Study text>

***

Why You Probably Don’t Need The Extra Protein/Protein Powder.

With the winter season upon us, I find many people may turn to meat-based dishes to beat the cold. This usually occurs  in parallel to a general obsession I often observe with protein powders and other protein-enhanced products.

Don’t get me wrong, dietary protein is important but it is also probably the most over hyped and over marketed macronutrient.  The supplement industry has led many people to believe that an extremely high protein intake, provided in part by protein supplements, is the critical component to athletic performance and a lean physique.

You can also catch me discussing this topic on YouTube

Despite popular belief, a protein supplement is never going to be the decisive component separating a fit from an average person.

Rather, it is the body of work of training and dietary practices that have taken place over a long period of time that make this determination.

Even though active people do need more protein (more on this to follow), the reality is that most of us get enough protein through our diet and will not gain any additional benefit from protein supplementation or focused efforts on increased protein consumption.

In case you were wondering, the average adult needs about .8 grams of protein per KG body weight. This ends up being around 55 grams of protein for an average male and 45 grams for an average female.

The list below will show you that is not that hard to hit and surpass those targets,

Protein Value of Common Foods

75 grams of Meat/Fish/Poultry – 21 grams protein

2 whole Eggs – 12 grams protein

¾ cup Lentils/Chickpeas – 12 grams protein

1 cup Cow’s Milk/Soy Milk– ~8 grams protein

150 grams Tofu ( ½ brick~) – 21 grams protein

¾ cup Yogurt – 8 grams protein

¼ cup Nuts or Seeds – 7 grams protein

Long story short, protein intake is probably not a concern for you.

With that being said, there are some important things about it that you should know.

For example, the one thing that you may have heard about protein is that it is beneficial to consume about 15-25 grams within 2 hours of training.

This is certainly true, as doing so is known to enhance our bodies muscle protein synthesis.

Does that mean you need to get that protein from a protein supplement? 

No, you are much better off acquiring that protein from whole foods, unless you are in a situation where you cannot access anything for an extended period of time.

Why do I say this?

When you rely on on protein powder rather than whole foods, you may be getting the protein but you are missing out on so many important nutrients. For example, if you think it is reasonable to replace milk or milk alternative with a protein powder, you are missing out on an opportunity to get a good dose of calcium, vitamin D and potassium.

***

Material shown>

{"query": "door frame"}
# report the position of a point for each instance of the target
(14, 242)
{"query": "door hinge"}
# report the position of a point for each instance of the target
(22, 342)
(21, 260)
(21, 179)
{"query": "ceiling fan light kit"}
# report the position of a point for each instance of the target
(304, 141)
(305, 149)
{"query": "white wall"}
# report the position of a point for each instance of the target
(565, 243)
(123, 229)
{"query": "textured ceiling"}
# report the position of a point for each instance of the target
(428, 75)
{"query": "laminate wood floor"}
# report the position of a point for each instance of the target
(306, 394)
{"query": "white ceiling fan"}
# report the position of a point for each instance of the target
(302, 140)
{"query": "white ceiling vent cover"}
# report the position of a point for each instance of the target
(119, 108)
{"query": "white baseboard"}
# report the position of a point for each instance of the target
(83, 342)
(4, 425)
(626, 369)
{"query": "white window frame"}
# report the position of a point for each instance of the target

***

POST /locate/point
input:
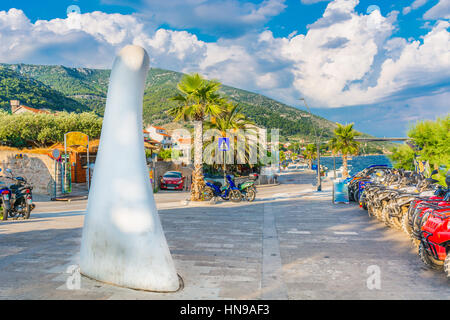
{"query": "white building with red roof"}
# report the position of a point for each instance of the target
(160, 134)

***

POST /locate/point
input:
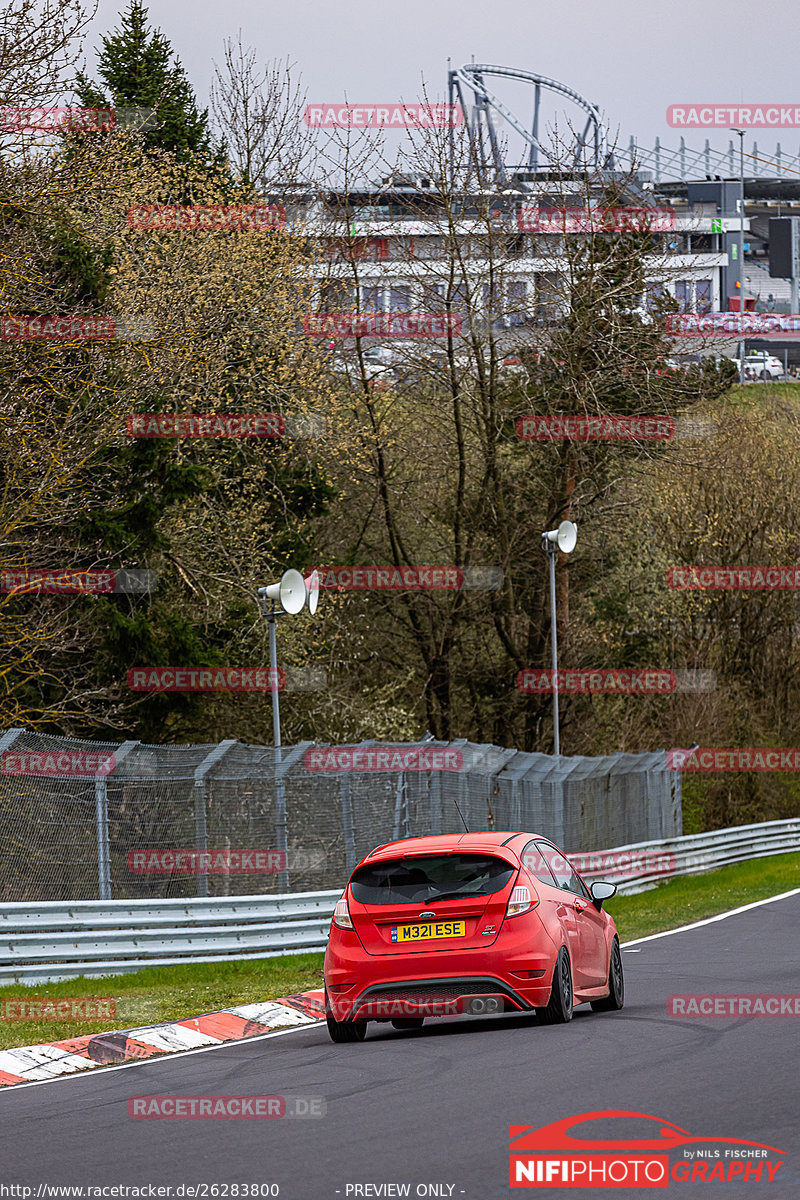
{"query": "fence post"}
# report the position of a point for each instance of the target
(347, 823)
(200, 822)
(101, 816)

***

Work order 1>
Answer these questions from the article on protein intake:
(a) About how much protein does the average adult need per kilogram of body weight?
(b) How many grams of protein do 2 whole eggs provide?
(c) Within how many hours of training is it beneficial to eat about 15-25 grams of protein?
Work order 2>
Write the next part of the article on protein intake, picking up after its final sentence.

Reply 1>
(a) About .8 grams.
(b) 12 grams.
(c) Within 2 hours.

Reply 2>
Interestingly enough, these are three of the nutrients that some Canadian’s may struggle with in their diets.

The same can be said for using protein powder to replace protein from meat, fish, legumes or tofu. You are losing out on so many important nutrients when you do this and I must insist you do not make a habit of it.

Carbs and Protein work TOGETHER

There appears to be an overwhelming public sentiment that carbs are bad and protein is king.  If you are of this belief, you should know that if you do not consume enough carbohydrates the protein you consume may be utilized for energy rather than muscle building (protein synthesis). In other words, carbohydrates spare the body from needing to use protein for energy, and allow it to be used ( as intended) for protein/muscle synthesis and other functions.

Protein in Athletes

Very active people and especially athletes are often the exception when it comes to food intake. Simply put, they need more to accommodate the demands they place on their body. Depending on a variety of factors, including training intensity, an athlete can expect to require anywhere between 1.2 to 2 grams of protein per KG body weight.  Strength-based athletes will usually require protein on the higher end of this spectrum, as opposed to endurance-based athletes.

Although this  greater than the average person, many of the principles I have already discussed apply. It is advisable to achieve this protein intake through the consumption of whole foods. Supplements should only be relied on if contextual factors make it difficult to eat appropriately.

Carbohydrates should not be sacrificed for a greater protein intake unless exceptional circumstances are presented (ie: reducing energy intake as a result of a sudden injury)

In regards to timing of intake, the best evidence suggests to include protein at meals that are spread throughout at the day, including following training or competition.

Concluding Remarks

The great majority of people out there who are reading this have an adequate protein intake and should not rely on, or expect, an additional benefit from protein supplementation.

If you plan to engage in a greater level of physical activity, a modest increase in protein, fat and carbohydrate intake will help to account for the additional energy expenditure.

For most people, protein, although extremely important, is not the missing link between themselves and their ideal physique.